EXERCISE: Return exactly the span of lines that opens with the line containing "Q: For each instance of the rope" and closes with the last line of the data, inclusive.
— begin RECORDS FOR PROCESSING —
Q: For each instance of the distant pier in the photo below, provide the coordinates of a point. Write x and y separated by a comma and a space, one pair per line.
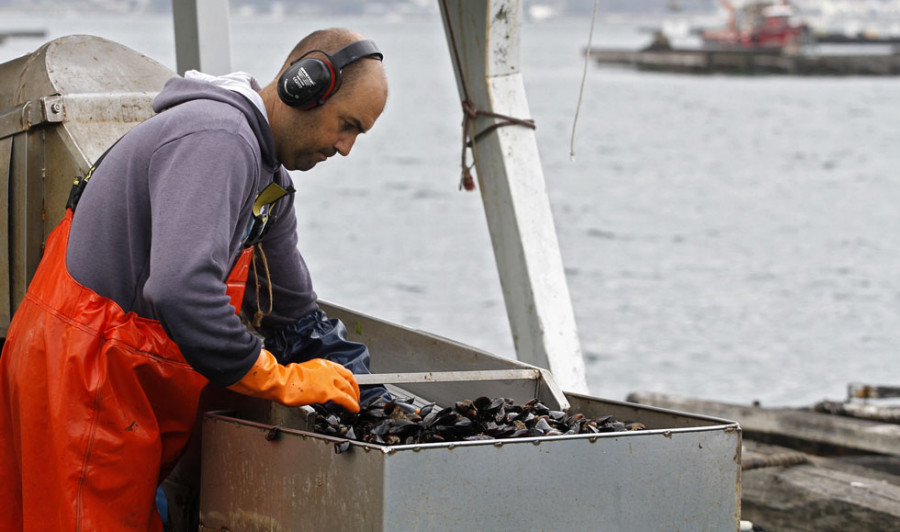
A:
750, 61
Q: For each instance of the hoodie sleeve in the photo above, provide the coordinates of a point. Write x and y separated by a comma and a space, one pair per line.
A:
200, 185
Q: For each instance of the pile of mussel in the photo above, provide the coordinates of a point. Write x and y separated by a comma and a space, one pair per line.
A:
399, 422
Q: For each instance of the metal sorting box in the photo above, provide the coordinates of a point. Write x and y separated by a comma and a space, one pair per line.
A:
682, 473
60, 108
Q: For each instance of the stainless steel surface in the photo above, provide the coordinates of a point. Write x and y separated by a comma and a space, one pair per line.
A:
448, 376
680, 478
60, 108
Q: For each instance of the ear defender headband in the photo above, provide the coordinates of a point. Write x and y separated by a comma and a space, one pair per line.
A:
308, 82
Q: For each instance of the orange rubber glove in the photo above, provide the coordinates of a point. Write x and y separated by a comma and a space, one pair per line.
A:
313, 381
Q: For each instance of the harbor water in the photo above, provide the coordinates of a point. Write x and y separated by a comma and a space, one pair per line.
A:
725, 238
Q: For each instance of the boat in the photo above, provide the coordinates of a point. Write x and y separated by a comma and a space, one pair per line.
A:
262, 466
759, 25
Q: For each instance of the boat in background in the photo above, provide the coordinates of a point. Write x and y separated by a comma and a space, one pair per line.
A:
759, 25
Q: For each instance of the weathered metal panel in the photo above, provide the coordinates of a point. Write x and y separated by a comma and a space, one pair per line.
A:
684, 478
294, 482
398, 349
5, 300
60, 108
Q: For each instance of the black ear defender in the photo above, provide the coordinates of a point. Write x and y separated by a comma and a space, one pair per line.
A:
309, 81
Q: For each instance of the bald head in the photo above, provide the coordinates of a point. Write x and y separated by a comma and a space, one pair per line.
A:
305, 136
329, 41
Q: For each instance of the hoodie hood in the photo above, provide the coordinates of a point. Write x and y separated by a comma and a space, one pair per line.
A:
178, 91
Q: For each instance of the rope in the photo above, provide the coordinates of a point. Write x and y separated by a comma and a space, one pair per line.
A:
259, 314
587, 54
471, 112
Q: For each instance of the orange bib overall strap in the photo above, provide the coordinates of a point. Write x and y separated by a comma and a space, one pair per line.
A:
95, 405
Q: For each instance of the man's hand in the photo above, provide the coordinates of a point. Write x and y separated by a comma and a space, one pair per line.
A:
304, 383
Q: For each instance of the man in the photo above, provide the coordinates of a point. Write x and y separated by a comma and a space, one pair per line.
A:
132, 311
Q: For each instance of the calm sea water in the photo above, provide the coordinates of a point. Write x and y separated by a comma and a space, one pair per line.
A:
729, 238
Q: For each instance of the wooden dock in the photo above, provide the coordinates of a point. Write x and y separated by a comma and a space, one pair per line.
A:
804, 470
757, 61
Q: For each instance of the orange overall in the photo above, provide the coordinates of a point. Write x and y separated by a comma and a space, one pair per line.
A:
— end RECORDS FOR PROCESSING —
SOLVED PROBLEM:
Q: For each instance of the rope in the photo above, provide the coordinates of a point. Write x and y separated by a comma and a space, one pair per line.
A:
259, 314
587, 54
471, 112
Q: For each instance of the orange bib overall strap in the photo above, provide the coordinates of a point. Write x and y separated by a comma and a space, one pair per line.
A:
95, 405
Q: For each instance of the man's hand in the photo above, provide the coordinates of a point. Write x and y separated by a comma and a space, one pair per line.
A:
304, 383
Q: For each instance of the man in the photo above, provide the coordinates of a point. Write x and y separated by a comma and a space, one pair per line.
A:
132, 311
Q: For each instance of the calm sea water in the photo above, provide the coordinates of a point. Write x and y separated by a comma and a space, one pair per line.
A:
729, 238
Q: For each instance of the wooden dock in the photo above, provide the coordinates of a point. Write x and y separated by a comma and a space, one pair per line.
A:
804, 470
757, 61
Q: For each instance of the orange overall in the photo above, provide the coordinates of a point. Write x and y separated by a comma and a space, one pair per line.
A:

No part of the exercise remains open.